--- GIVEN ENTRIES ---
----------

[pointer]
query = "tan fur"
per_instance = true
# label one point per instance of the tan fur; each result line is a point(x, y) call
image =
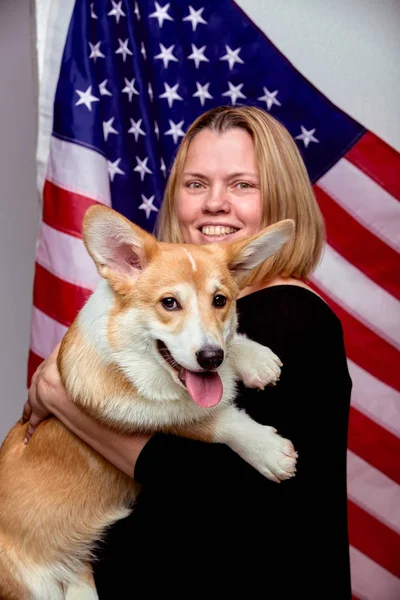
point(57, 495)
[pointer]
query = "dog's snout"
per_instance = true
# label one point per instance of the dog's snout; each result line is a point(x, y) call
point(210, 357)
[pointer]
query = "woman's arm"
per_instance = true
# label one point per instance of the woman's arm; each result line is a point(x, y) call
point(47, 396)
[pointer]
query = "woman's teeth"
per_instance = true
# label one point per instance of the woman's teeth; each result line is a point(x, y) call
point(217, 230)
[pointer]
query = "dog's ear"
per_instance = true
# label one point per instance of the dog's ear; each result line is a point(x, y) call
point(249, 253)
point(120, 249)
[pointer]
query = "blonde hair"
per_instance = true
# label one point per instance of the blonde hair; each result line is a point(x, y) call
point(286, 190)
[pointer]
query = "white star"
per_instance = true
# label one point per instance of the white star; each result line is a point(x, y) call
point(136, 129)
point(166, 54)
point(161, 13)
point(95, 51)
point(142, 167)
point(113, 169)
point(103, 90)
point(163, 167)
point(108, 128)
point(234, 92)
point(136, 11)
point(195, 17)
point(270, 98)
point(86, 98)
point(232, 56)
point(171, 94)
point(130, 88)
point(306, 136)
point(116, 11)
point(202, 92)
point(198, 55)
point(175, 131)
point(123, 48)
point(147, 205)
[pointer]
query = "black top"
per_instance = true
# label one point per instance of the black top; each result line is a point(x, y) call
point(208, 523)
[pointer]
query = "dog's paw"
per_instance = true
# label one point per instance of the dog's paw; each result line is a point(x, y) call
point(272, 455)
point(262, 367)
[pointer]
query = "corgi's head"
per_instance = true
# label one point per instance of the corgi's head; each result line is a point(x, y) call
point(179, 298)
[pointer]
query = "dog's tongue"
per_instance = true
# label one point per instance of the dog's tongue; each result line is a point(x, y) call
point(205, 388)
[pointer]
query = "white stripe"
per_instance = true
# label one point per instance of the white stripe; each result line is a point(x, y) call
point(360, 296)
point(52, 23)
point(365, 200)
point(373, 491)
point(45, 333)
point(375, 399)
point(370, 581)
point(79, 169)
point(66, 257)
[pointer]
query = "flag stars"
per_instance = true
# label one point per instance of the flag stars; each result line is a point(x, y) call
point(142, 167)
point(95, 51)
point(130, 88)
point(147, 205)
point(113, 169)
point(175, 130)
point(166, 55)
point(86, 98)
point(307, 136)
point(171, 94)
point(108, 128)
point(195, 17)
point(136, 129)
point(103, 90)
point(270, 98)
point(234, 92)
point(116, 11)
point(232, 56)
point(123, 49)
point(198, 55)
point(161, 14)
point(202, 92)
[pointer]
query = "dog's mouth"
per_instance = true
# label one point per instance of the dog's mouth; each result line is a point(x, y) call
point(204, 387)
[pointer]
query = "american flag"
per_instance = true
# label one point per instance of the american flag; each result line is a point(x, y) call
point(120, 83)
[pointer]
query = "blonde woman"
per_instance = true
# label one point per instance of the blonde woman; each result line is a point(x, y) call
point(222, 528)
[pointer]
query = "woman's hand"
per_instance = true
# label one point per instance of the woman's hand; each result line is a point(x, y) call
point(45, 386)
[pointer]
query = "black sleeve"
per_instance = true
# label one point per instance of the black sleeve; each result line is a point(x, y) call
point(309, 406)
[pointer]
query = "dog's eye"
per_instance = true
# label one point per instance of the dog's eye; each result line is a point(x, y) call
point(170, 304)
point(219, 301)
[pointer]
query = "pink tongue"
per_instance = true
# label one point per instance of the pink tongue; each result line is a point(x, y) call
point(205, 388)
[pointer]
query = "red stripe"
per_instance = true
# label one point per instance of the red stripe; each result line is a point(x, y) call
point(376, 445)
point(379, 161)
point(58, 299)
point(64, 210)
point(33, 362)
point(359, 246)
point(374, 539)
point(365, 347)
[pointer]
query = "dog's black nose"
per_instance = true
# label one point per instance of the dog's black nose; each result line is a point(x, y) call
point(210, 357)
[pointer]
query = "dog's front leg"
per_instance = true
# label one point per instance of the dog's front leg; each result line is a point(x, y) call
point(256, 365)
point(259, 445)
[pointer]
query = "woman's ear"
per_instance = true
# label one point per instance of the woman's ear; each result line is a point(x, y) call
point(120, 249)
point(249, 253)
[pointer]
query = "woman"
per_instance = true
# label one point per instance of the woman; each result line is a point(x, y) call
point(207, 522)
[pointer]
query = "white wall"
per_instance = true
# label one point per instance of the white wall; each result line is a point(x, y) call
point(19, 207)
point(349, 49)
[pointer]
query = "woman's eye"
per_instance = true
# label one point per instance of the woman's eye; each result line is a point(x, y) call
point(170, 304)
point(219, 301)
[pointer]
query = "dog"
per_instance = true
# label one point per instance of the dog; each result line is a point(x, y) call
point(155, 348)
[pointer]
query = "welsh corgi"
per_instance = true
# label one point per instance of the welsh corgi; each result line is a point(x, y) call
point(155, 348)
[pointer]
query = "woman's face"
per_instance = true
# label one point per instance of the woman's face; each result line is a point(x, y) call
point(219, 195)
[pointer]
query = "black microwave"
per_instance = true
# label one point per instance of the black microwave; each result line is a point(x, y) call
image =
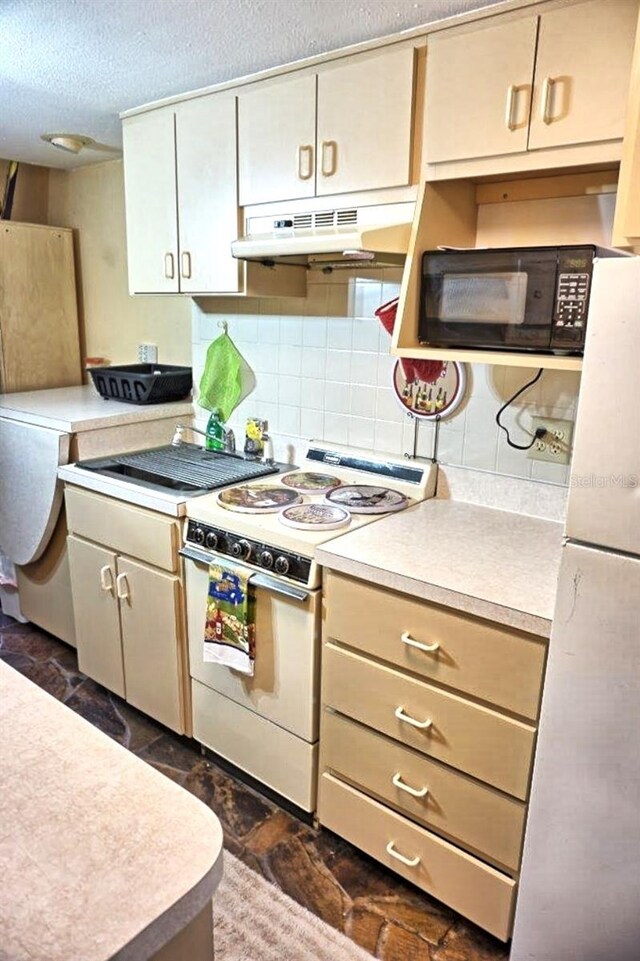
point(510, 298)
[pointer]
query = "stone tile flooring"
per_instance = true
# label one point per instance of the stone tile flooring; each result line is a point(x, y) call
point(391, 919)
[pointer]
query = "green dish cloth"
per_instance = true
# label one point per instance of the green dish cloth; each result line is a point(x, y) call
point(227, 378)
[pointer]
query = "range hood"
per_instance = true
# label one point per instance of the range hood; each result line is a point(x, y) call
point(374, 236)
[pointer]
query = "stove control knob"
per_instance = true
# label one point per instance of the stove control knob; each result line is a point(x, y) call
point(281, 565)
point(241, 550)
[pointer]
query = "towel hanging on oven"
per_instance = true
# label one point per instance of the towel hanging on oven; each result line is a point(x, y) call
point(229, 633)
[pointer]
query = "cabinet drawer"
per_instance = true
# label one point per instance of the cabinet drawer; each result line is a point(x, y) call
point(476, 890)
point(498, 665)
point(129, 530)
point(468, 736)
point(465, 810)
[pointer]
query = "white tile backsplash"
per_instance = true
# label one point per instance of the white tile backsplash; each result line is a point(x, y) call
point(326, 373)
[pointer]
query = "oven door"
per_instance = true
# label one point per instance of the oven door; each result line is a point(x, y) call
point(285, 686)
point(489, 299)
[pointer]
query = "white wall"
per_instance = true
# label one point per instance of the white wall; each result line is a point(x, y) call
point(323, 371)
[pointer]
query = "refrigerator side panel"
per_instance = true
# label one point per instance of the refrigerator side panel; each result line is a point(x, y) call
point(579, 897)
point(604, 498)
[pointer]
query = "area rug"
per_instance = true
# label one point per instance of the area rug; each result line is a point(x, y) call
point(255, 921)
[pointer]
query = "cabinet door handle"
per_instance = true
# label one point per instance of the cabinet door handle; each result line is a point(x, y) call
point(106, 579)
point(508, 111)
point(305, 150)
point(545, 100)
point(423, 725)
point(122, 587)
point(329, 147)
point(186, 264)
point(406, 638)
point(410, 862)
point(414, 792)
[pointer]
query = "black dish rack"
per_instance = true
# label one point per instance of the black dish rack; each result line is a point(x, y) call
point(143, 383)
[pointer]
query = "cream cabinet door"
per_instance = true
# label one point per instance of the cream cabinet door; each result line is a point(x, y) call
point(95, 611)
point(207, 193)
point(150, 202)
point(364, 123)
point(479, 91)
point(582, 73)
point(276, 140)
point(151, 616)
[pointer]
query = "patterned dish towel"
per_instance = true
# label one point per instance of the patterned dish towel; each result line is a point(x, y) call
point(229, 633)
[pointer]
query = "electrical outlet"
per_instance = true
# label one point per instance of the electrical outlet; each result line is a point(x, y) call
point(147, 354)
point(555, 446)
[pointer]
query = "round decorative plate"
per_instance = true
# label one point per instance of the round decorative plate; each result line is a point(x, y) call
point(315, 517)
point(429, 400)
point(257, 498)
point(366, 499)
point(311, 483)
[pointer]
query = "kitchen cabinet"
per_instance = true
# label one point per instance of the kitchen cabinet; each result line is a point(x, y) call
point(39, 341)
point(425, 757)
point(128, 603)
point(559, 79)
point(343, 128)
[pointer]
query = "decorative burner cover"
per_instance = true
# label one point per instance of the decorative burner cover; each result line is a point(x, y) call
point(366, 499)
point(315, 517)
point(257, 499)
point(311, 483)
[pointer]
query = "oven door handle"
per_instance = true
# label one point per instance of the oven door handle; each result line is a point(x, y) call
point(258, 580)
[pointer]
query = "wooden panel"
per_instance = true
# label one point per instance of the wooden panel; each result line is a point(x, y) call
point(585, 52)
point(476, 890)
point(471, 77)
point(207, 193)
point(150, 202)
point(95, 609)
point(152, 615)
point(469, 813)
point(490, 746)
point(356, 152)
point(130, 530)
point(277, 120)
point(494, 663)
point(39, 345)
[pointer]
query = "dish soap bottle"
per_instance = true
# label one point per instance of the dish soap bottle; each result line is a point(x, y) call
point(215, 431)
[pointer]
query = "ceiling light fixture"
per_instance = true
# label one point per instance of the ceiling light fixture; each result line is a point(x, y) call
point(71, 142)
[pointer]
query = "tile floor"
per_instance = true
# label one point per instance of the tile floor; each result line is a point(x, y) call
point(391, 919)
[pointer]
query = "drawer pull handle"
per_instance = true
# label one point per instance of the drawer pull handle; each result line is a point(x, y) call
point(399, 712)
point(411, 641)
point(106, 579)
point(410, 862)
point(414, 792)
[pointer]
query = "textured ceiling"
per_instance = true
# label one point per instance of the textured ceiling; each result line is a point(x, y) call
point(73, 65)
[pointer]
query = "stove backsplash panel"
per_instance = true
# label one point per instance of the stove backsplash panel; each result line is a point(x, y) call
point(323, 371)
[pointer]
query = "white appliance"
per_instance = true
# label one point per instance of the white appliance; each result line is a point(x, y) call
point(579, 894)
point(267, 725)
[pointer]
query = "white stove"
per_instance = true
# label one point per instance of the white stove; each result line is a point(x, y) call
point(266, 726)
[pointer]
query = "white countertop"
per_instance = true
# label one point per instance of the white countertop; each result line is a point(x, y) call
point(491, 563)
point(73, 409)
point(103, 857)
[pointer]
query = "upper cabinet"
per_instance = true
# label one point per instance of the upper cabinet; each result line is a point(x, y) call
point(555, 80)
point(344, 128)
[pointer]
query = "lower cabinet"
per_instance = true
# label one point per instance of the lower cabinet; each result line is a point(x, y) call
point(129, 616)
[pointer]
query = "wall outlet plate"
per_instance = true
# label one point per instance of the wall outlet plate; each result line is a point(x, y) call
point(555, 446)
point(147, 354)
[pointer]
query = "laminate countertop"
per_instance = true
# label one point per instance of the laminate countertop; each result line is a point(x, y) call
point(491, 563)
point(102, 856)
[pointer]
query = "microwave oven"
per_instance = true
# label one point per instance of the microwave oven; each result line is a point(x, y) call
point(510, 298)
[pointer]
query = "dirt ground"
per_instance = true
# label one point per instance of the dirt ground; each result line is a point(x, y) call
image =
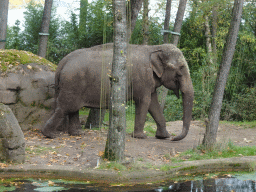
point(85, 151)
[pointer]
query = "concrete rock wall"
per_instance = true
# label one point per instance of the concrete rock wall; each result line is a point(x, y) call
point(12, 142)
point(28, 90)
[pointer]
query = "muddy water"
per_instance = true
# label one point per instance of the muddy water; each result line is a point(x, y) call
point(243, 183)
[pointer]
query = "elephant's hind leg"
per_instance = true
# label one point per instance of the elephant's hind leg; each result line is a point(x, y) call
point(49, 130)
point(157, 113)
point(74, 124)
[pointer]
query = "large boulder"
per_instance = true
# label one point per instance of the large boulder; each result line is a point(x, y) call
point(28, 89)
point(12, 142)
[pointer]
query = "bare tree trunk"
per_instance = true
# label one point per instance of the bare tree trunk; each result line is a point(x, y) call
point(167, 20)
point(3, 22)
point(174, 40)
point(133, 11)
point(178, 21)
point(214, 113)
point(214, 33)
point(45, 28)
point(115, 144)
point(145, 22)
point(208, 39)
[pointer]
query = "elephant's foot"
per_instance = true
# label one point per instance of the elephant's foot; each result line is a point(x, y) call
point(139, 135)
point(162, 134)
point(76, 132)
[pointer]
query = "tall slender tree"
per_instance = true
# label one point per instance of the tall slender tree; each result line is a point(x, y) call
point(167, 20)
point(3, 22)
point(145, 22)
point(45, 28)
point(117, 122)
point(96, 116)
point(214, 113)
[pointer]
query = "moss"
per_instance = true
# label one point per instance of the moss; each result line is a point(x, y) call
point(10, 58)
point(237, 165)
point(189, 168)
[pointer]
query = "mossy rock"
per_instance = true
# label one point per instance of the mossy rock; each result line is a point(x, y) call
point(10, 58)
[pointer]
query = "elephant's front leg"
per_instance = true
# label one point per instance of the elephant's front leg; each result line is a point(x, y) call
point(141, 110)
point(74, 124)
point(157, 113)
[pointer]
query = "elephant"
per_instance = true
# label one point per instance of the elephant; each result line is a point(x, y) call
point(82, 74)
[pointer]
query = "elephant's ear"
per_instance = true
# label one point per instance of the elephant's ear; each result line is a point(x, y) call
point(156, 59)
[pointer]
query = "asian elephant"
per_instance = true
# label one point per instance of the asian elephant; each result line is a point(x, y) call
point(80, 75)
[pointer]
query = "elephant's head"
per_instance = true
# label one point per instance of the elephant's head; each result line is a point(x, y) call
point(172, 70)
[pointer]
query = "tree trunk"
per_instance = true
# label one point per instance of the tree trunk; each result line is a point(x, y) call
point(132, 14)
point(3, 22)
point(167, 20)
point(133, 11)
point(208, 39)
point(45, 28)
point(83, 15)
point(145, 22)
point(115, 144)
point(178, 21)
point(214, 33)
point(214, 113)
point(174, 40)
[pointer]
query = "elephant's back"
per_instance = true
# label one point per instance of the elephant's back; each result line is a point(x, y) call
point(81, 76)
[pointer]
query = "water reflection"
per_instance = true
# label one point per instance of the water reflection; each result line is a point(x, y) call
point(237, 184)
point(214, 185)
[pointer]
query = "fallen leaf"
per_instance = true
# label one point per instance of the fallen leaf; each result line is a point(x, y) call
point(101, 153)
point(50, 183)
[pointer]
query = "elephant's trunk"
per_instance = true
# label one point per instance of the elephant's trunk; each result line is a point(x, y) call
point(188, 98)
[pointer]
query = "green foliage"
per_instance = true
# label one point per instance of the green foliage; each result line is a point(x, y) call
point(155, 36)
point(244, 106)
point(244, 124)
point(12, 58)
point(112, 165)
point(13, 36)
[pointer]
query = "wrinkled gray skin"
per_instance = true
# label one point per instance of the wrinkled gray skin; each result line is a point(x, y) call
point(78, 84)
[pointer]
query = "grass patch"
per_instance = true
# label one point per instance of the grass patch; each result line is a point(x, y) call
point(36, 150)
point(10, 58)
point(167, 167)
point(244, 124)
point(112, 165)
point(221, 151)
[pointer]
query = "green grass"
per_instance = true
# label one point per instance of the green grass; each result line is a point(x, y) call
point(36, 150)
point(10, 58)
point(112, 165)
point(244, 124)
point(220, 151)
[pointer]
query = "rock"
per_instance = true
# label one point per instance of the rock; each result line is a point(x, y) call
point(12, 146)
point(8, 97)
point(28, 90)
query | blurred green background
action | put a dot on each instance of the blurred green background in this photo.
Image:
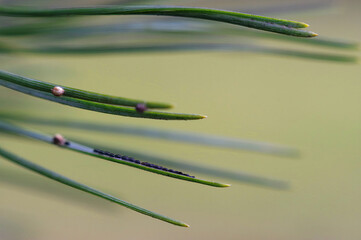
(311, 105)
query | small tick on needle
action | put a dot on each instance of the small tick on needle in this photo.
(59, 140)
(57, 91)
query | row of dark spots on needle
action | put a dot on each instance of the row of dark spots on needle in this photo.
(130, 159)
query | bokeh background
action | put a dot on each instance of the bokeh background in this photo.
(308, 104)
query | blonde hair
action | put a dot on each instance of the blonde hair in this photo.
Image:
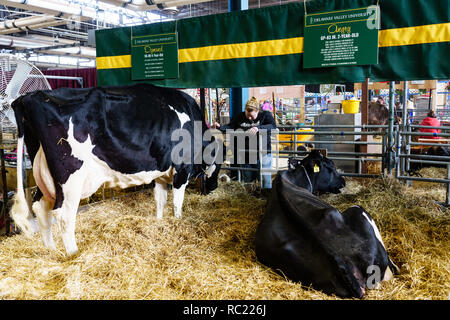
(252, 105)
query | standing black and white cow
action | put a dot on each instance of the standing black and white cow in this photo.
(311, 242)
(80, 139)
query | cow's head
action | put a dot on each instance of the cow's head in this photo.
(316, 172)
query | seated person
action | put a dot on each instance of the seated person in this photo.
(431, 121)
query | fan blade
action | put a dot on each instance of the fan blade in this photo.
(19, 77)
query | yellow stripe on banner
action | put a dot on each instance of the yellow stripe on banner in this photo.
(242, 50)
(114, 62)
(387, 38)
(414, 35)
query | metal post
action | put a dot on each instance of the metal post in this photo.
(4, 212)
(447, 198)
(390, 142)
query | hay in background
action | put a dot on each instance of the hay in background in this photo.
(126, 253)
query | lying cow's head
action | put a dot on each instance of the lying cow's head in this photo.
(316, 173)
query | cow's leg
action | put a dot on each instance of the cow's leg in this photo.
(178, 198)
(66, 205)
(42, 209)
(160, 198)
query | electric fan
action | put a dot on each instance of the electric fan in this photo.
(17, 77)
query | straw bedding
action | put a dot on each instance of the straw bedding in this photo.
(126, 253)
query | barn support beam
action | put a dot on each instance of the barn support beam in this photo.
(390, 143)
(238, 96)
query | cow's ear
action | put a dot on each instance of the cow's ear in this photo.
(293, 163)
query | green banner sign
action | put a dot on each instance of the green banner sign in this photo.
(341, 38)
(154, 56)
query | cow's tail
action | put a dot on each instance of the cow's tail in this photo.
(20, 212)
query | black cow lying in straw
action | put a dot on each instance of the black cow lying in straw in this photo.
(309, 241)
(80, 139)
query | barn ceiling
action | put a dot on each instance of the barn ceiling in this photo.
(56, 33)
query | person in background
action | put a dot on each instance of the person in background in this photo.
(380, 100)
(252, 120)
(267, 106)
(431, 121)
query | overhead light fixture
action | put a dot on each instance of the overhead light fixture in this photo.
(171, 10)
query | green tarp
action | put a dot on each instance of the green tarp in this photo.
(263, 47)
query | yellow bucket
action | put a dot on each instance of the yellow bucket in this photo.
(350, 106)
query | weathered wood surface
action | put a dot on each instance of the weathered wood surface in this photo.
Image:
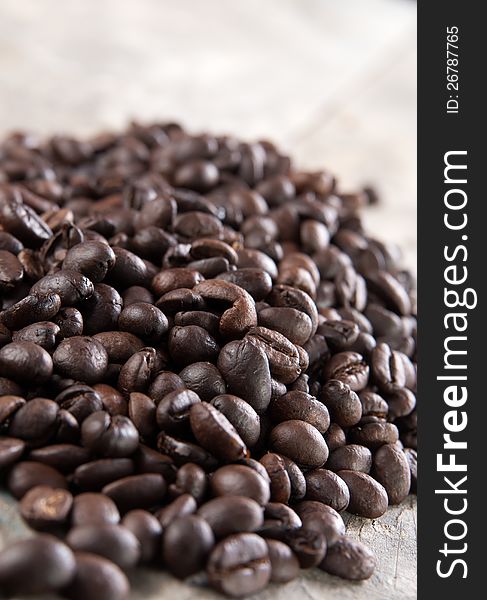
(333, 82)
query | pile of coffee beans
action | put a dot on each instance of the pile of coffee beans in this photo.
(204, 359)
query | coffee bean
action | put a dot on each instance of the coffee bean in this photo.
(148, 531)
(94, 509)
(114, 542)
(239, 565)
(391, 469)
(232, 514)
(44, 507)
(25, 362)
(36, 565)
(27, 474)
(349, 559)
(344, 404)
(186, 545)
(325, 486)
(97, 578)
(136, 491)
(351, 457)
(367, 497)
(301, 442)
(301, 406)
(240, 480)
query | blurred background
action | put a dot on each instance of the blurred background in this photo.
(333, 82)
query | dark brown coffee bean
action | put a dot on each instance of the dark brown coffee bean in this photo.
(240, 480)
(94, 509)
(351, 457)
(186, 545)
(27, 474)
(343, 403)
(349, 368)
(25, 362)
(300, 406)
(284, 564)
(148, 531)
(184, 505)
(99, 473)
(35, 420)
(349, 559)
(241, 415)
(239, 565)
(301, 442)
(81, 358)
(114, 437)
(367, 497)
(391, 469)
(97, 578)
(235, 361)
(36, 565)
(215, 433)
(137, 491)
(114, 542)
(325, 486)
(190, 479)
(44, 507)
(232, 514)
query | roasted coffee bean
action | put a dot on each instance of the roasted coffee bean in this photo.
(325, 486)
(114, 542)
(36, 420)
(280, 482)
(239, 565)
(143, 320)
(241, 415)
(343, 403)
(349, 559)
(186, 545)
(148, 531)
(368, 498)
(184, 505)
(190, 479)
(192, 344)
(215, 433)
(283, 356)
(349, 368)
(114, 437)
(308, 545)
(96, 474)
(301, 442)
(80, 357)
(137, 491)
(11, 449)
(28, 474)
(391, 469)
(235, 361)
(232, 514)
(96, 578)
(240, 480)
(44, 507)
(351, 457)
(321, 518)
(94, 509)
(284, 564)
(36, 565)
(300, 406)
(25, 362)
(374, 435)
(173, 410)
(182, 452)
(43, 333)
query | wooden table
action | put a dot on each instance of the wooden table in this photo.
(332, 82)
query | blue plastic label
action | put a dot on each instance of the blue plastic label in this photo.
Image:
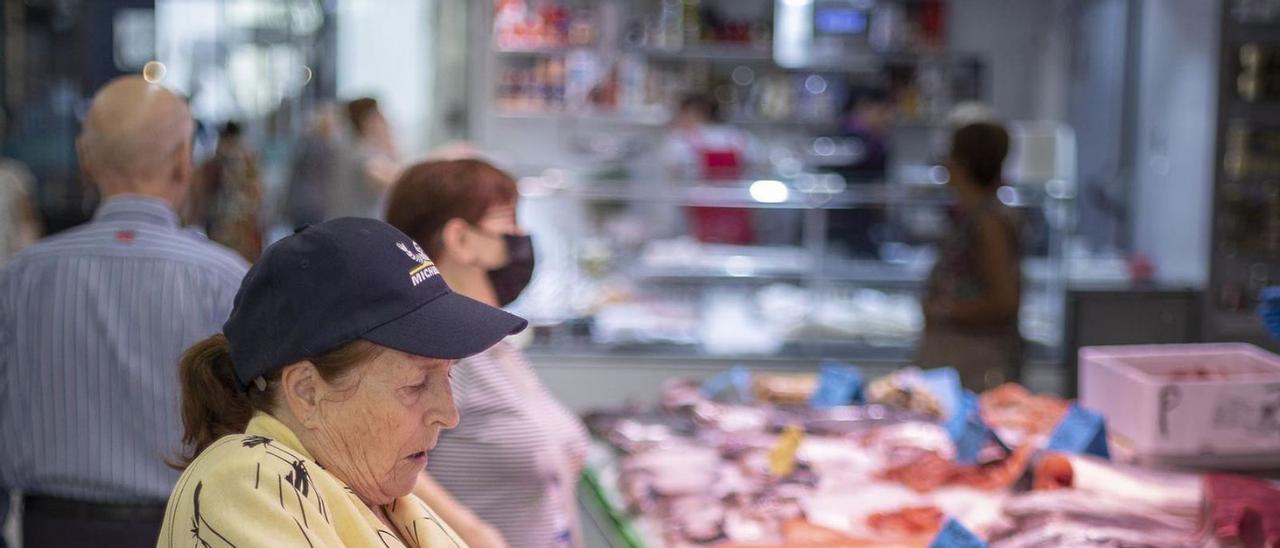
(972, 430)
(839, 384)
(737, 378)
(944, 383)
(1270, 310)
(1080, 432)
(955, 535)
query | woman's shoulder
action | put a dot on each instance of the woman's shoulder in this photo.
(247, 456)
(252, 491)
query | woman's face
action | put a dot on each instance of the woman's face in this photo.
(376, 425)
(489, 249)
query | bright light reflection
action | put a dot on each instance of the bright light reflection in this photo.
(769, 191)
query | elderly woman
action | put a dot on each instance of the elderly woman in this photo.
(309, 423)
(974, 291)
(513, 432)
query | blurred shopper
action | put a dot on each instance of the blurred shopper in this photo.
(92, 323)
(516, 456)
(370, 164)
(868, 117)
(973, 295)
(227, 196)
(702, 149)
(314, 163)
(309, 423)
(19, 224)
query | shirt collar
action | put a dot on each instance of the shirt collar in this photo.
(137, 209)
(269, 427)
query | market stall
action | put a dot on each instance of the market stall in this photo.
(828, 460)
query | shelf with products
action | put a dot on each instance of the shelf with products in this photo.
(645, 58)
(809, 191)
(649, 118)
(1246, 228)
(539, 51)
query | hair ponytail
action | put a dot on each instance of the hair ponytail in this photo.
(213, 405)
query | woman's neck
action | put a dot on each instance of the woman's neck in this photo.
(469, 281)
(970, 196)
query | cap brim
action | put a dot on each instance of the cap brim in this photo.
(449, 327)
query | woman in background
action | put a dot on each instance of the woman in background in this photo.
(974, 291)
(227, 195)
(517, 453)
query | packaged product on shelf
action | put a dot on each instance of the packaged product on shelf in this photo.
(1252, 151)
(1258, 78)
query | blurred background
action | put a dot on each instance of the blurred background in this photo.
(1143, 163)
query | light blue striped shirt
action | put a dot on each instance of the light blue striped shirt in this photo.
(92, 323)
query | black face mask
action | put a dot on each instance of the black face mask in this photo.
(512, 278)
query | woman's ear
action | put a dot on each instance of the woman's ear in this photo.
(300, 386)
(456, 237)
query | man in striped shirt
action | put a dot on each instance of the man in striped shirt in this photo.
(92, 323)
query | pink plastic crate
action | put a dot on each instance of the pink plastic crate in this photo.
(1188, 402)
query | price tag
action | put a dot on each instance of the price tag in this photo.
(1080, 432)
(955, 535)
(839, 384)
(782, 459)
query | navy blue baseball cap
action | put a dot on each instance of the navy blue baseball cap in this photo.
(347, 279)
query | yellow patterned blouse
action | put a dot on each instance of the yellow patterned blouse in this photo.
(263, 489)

----------

Retype only the stretch of lines above starting at the one with "query | dark brown coffee bean" and stopping at the one with "query | roasted coffee bean", exactly as written, with both kept.

query | dark brown coffee bean
action | put a dot on each instance of the dark brown coffee bean in this photo.
(240, 480)
(94, 509)
(351, 457)
(186, 545)
(27, 474)
(343, 403)
(349, 368)
(25, 362)
(300, 406)
(284, 564)
(148, 531)
(184, 505)
(99, 473)
(35, 420)
(349, 559)
(241, 415)
(239, 565)
(301, 442)
(81, 358)
(114, 437)
(367, 497)
(391, 469)
(97, 578)
(235, 361)
(36, 565)
(215, 433)
(137, 491)
(114, 542)
(325, 486)
(190, 479)
(44, 507)
(232, 514)
query | roasted coffee bean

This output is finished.